Coordinate annotation records
------------

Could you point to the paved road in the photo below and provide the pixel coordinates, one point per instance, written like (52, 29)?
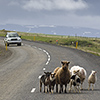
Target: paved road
(19, 75)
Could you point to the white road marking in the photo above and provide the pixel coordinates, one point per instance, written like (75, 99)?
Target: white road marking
(48, 55)
(33, 90)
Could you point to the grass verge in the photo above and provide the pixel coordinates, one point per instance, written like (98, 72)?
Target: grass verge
(91, 45)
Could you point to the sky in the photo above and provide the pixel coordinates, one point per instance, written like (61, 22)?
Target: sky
(75, 13)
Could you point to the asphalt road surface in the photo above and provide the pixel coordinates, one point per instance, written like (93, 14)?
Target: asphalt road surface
(19, 73)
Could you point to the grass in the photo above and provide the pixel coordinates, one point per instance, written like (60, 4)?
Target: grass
(91, 45)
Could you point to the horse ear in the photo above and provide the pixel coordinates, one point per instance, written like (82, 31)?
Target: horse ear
(73, 77)
(68, 63)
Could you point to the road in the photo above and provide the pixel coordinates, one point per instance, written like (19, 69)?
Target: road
(19, 74)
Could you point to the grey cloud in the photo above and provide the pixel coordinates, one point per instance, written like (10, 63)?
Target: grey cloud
(54, 5)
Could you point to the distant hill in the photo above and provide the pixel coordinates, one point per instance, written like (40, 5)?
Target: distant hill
(53, 29)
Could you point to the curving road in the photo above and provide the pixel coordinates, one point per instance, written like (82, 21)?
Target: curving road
(19, 74)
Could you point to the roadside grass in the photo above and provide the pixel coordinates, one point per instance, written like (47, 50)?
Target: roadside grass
(86, 44)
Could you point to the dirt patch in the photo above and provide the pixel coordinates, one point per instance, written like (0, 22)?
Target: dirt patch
(4, 54)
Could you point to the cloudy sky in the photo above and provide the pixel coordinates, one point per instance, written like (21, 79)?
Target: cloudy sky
(76, 13)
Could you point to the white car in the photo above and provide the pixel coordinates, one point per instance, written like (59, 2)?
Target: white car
(12, 38)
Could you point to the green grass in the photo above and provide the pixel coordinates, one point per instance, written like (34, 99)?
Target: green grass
(91, 45)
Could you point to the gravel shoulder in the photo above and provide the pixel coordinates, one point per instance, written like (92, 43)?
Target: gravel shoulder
(4, 54)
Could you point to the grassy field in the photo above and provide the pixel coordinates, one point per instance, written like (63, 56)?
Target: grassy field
(91, 45)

------------

*Request*:
Copy out the material above, swapping each "pixel coordinates" for "pixel positions" and leaving everything else the same. Leave the picture out of your copy.

*Task response*:
Could you point to the paved road in the photo below and provide the pixel positions, one point per instance, written like (52, 29)?
Target: paved road
(19, 75)
Could you point to the white road marking in the photo above and provide the pixel positions, one point per instance, written like (75, 99)?
Target: white road marking
(48, 55)
(33, 90)
Could you point to the grass verge in the photo above and provide the pixel positions, one point per instance, written like (98, 72)?
Target: grass verge
(91, 45)
Could you point to the sky in the photo above and provide the pixel positions, one point per instance, written like (61, 22)?
Target: sky
(75, 13)
Could you point to the asphalt road surface in the photo above and provide the pixel positions, one point per instance, written like (93, 14)?
Target: asphalt road surface
(19, 73)
Could you point to the grass in the photo above and provide the pixel positions, one point per instance, written like (60, 4)?
Target: grass
(91, 45)
Could you point to the horse ear in the photo above and provide the pixel positions, one point per instance, written like (82, 31)?
Target: horse ear
(73, 77)
(68, 63)
Could you point to the road in the photo above and provide the pixel positions, one point per instance, written like (19, 69)?
Target: road
(19, 74)
Could you point to the grey cloud in the photo above and provide the pixel positions, one point per instance, written like (10, 63)?
Target: grey cloud
(54, 5)
Could you point to the distant hill in the photo above and provide the pixel positions, one point per instance, written like (40, 5)?
Target: distant hill
(53, 29)
Could you point to the curving road in the photo above and provide the pixel positions, one point per instance, written like (82, 21)?
Target: curving road
(19, 74)
Could you point to the roadside grass in the photo above and provide the pixel positions, one point per instance, written like (47, 50)?
Target: roadside grass
(86, 44)
Could you point to the dirt patch in the photo above and provide the pixel positions, one point per instance, written like (0, 22)?
Target: dirt patch
(4, 54)
Could you point to the cloudy sky in the photo above and provide the pixel positions, one point per instance, written like (21, 79)?
Target: cloudy sky
(76, 13)
Could you point to the white car in the photo above and provide the pixel positions, one point per instance, written like (59, 2)?
Target: white car
(12, 38)
Could you point to the green grass in the photo above and provide the pixel positions, one point per instance, written like (34, 99)?
Target: green grass
(91, 45)
Could you point to the gravel shoulder in the photo above and provide the pixel positions, one point per instance, written like (92, 43)?
Target: gravel shoulder
(4, 54)
Could you point to the grassy field in the photo above and provide the pixel positions, one point per instance, written like (63, 56)?
Target: grassy field
(91, 45)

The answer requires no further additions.